**WORK TO COMPLETE:**
[a] According to the article on polygamous marriage in a Rajasthan village, why do the villagers believe that a man can become a father only through a second marriage? Answer in one to three sentences.
[b] In the article on polygamous marriage in a Rajasthan village, how large is the village's population said to be?
[c] Write the next part of the article on polygamous marriage in a Rajasthan village, continuing from its final sentence.

Start of TEXT BLOCK

Written by: Akankshya Narayan
We live in a world where polygamous relationships are still new and not widely accepted. In India, the Hindu Marriage Act prohibits polygamy and polyandry marriages for Hindu communities. But despite the ban, a village in Rajasthan named Derassr is known for its step back in time of a ritual of men marrying twice.
While it may sound a little trailblazing to the concept of polyamorous relationships, in reality, it is a labyrinth of unfounded beliefs and age-old ideologies.
Derasar, a small village in Rajasthan with a population of 600 families, sticks to polygamous marriages. Almost every man lives with more than one wife in the same house, neither of the wives is privileged to enjoy basic human rights and equal treatment and the second wife is responsible for the future heir.
This tradition started with an old incident where the husband couldn’t have any child from his first marriage, and when he married for the second time, his second wife conceived three children. This preposterous incident compelled the villagers to believe that it is through the second marriage only that a man can become a father.
That single incident was not enough to coerce people of the village to follow this polygamous marriage for ages religiously. So people came up with absurd reasons to convince young men to marry twice. The reason given was that women have to walk for 5 kilometres to fetch water for their houses and cannot do that after getting pregnant. In that case, the other wife takes over all the responsibilities to engage in the household chores.

End of TEXT BLOCK
Start of EXTRACTED DATA

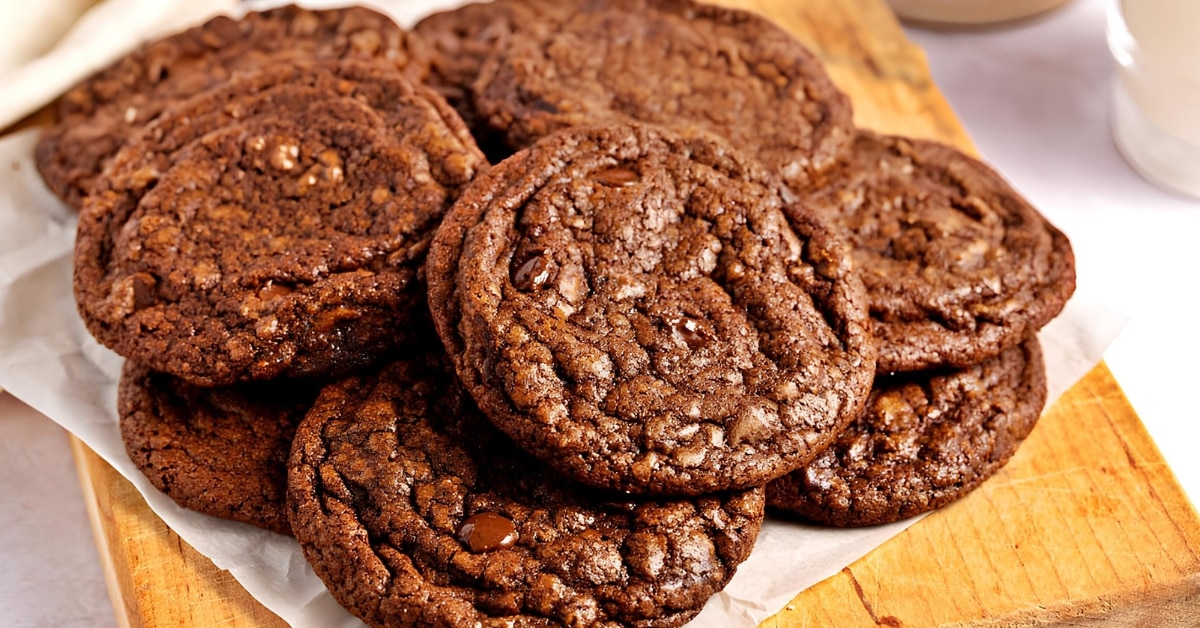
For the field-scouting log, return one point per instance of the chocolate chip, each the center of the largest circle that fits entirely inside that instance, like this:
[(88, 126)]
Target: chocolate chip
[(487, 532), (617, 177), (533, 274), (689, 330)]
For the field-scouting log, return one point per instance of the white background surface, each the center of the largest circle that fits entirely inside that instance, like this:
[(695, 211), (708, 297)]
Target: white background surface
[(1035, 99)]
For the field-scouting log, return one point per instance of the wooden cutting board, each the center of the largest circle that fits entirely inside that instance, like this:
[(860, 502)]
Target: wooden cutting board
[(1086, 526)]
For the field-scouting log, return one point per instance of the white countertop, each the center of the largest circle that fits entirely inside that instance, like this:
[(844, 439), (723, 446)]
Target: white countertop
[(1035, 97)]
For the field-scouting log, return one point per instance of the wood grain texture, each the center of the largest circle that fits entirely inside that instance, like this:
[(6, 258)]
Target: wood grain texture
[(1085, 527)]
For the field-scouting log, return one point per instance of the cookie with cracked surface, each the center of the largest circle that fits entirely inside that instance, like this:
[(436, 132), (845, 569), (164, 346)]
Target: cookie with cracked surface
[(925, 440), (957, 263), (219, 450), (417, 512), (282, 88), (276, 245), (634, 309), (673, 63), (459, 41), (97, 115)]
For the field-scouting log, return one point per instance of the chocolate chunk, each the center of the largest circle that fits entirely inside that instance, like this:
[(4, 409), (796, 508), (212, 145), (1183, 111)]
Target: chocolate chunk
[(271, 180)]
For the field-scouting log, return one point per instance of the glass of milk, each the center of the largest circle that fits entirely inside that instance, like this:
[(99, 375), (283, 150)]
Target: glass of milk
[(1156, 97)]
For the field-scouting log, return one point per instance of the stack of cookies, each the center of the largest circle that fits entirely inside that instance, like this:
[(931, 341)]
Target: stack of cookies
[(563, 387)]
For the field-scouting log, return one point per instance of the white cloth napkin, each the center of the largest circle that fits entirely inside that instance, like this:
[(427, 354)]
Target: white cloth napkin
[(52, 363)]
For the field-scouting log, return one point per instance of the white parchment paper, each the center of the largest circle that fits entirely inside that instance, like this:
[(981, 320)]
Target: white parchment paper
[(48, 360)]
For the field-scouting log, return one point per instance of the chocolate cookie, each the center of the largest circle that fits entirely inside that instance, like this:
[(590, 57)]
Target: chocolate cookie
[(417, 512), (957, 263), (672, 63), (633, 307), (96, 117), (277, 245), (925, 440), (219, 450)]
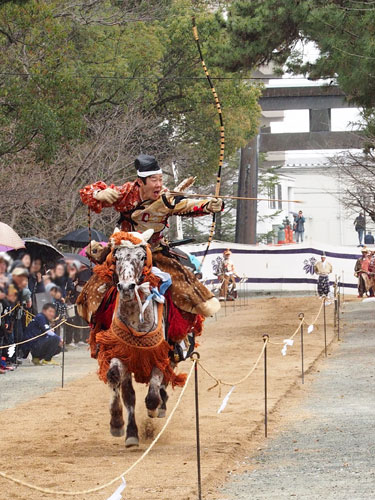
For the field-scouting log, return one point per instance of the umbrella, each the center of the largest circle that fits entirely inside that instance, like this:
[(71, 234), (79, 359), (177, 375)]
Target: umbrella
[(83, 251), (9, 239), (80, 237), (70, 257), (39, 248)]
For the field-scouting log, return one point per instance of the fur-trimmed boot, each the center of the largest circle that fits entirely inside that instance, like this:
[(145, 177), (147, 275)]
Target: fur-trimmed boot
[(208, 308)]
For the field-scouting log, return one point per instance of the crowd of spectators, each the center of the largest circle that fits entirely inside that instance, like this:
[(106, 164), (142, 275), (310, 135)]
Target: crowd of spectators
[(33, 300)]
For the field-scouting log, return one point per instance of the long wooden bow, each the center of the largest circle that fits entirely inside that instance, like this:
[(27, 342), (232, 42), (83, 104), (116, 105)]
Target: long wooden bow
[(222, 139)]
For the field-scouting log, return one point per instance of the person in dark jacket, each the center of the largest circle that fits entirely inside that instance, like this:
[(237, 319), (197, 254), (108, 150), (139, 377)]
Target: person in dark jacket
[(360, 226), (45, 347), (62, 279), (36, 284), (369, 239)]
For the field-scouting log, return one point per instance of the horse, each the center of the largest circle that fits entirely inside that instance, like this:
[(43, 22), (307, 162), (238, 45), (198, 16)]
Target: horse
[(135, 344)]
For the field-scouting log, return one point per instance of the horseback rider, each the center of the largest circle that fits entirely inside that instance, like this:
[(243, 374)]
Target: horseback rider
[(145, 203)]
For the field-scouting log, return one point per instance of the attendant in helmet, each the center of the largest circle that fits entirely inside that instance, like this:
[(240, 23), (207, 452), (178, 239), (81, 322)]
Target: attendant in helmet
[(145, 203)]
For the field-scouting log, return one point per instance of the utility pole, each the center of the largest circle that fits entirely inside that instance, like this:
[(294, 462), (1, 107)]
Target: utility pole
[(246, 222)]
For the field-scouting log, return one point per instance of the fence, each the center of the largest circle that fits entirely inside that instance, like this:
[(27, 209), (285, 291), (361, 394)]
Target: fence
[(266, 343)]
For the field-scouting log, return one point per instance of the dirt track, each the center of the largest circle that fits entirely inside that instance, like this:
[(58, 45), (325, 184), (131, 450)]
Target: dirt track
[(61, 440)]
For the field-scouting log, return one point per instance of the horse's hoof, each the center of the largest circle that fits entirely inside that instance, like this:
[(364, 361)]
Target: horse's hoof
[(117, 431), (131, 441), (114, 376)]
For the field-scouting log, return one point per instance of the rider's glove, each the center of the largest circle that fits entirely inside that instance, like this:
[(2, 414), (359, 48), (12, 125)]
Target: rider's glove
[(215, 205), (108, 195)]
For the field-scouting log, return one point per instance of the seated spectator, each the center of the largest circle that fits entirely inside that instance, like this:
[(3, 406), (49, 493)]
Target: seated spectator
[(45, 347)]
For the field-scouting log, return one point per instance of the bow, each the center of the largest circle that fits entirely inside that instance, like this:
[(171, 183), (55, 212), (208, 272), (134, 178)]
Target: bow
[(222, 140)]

End of EXTRACTED DATA
Start of EXTRACTED DATA

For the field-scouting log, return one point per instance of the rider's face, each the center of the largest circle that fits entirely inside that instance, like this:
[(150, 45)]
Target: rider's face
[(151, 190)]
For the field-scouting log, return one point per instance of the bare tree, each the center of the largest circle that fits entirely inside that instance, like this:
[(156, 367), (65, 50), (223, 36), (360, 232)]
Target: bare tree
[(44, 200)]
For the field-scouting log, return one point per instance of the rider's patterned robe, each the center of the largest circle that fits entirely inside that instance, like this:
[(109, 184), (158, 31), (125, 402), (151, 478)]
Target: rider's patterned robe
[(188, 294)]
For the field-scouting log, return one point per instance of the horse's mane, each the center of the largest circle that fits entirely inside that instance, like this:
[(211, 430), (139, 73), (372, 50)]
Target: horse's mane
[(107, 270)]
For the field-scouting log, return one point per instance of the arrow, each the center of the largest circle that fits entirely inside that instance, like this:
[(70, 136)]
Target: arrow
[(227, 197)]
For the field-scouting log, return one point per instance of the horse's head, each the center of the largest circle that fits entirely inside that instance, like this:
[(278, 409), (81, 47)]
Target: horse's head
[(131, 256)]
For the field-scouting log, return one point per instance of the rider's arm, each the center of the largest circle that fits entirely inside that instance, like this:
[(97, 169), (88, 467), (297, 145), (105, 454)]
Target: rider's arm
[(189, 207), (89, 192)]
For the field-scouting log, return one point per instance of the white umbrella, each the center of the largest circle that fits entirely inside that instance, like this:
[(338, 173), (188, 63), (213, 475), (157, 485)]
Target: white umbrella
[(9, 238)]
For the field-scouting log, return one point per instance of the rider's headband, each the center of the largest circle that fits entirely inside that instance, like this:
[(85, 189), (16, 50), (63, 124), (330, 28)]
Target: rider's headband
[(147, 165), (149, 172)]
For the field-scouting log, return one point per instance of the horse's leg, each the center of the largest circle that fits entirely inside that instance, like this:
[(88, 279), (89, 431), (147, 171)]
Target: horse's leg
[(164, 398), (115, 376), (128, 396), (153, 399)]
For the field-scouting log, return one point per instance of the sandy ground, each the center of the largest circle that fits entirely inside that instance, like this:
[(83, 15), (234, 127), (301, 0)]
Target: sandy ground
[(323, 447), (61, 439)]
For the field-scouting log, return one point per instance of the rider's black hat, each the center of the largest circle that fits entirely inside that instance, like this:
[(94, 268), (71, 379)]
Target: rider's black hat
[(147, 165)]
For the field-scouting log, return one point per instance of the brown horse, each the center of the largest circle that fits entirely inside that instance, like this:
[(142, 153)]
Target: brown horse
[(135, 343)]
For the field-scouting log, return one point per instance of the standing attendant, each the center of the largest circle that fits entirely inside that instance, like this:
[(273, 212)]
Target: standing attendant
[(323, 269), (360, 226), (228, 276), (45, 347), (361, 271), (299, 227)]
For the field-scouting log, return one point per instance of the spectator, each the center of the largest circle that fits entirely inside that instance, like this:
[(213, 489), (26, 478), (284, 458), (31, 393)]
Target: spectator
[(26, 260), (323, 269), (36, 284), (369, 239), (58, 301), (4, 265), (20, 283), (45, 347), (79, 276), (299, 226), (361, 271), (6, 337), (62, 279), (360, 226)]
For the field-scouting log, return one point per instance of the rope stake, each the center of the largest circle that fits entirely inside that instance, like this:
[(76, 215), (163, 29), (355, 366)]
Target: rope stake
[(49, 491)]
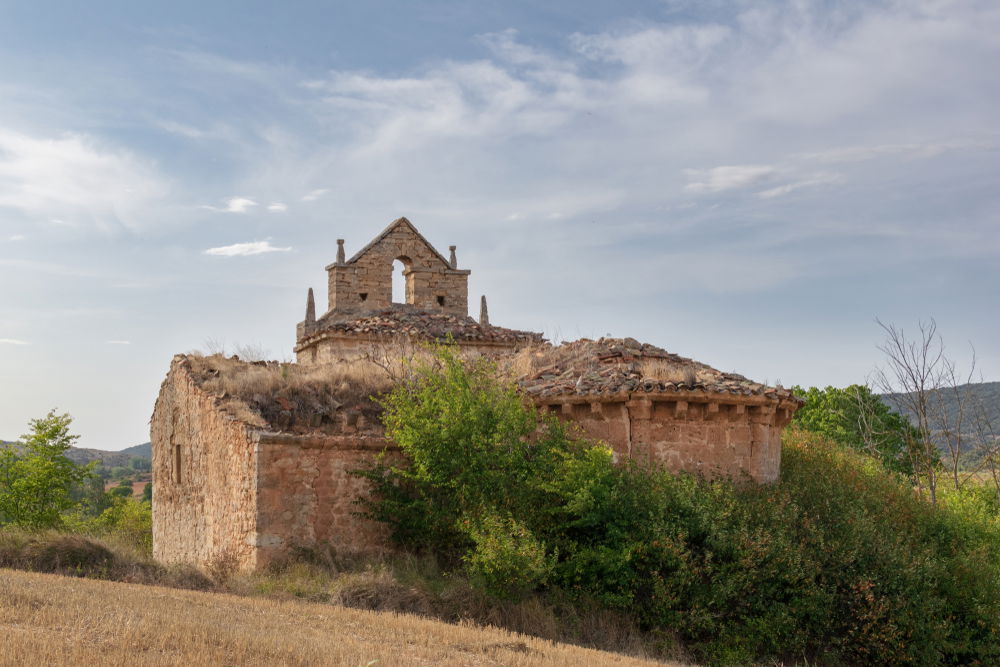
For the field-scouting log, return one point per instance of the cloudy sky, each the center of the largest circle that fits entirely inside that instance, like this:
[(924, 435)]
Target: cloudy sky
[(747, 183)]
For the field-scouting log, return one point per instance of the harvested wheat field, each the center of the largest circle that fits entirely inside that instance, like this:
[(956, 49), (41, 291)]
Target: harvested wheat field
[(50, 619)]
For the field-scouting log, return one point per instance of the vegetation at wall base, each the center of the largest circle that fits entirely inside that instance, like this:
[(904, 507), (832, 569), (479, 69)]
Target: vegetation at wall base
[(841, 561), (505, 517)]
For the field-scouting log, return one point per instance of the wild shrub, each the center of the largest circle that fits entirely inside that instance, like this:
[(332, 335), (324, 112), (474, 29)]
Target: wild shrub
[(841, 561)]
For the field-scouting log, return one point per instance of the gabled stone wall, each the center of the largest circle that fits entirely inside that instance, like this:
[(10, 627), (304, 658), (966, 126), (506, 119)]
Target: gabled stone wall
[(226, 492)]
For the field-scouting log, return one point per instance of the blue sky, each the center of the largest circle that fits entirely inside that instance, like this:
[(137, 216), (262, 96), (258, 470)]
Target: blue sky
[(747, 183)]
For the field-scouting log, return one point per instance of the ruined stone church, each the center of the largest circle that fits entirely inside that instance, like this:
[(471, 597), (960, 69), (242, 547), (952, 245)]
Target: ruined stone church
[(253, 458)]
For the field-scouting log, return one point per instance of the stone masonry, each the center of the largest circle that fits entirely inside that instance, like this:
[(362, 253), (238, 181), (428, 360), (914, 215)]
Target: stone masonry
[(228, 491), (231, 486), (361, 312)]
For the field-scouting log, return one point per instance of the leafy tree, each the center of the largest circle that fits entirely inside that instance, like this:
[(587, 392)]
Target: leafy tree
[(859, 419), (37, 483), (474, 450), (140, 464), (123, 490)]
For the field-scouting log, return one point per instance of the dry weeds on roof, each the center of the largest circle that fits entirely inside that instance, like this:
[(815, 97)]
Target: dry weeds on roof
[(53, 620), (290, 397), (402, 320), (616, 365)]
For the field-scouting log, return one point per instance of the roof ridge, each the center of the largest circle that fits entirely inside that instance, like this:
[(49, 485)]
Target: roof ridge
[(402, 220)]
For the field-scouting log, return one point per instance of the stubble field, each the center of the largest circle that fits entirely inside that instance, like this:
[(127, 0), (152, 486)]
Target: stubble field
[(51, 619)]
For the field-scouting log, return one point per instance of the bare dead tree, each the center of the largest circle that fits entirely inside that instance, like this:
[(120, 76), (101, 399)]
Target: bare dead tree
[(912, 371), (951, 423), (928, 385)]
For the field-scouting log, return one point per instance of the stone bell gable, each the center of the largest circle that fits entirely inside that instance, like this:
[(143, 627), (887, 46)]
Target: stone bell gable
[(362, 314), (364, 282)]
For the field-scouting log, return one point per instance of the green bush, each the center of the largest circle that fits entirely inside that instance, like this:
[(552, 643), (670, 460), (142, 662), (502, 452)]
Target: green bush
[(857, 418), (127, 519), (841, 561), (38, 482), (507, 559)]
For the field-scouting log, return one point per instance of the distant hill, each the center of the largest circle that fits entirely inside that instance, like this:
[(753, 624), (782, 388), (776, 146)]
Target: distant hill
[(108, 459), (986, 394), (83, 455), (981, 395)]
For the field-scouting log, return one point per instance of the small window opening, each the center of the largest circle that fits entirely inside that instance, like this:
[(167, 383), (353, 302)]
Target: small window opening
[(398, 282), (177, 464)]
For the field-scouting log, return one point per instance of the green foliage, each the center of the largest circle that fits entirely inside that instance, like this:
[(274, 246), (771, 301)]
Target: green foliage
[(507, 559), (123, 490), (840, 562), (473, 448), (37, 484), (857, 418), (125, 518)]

End of EXTRACTED DATA
Start of EXTRACTED DATA

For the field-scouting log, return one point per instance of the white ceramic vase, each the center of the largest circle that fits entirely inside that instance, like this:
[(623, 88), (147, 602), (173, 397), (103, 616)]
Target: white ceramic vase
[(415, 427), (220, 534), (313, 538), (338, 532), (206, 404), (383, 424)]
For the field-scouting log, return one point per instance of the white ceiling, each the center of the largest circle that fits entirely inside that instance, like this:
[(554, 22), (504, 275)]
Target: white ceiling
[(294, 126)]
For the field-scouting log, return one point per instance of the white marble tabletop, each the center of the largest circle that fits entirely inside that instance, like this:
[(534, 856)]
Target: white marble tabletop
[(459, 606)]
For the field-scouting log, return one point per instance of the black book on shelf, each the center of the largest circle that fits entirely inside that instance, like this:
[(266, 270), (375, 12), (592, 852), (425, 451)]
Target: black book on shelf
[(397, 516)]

End of EXTRACTED DATA

**ANSWERS BY ITEM NUMBER:**
[a] The belief comes from an old incident in which a husband had no child from his first marriage. When he married a second time, his second wife conceived three children, which led the villagers to conclude that fatherhood comes only through a second marriage.

[b] 600 families.

[c]
In short, one of the wives gets to take care of the household, while the other prepares for the role of motherhood.
Polygamy can be revolutionary and advanced only if it is consensual and benefits all individuals involved. But this can be a very toxic place for the partners if forced to carry.
This is the scenario with marriages in Derasar, where men are entwined in this age-old misogynist tradition. Here are some of the shocking realities of polygamous marriages:
The concept of love, understanding and maturity in a marriage is derided in these marriages. Hence, these marriages ostracise women’s rights and their dignity in the family.
It is believed that men marry multiple times to get free house labourers to carry out the tedious daily household works and bring water from far-fetched lands. Some are even referred to as “paani-bais” or “water wives”, which reduces their honour from a wife to a household servant.
Not just this, the cruel and sexist tradition neglects the woman’s health because of which sometimes women have to compromise their lives due to mental and physical torments.
Preserving our culture is important, but not at the cost of basic human rights and violating laws. Traditions that are built on the foundations of superstitions can wreck humanity. It becomes very important for the newer generation to acquire proper knowledge and fight together to end such regressive traditions.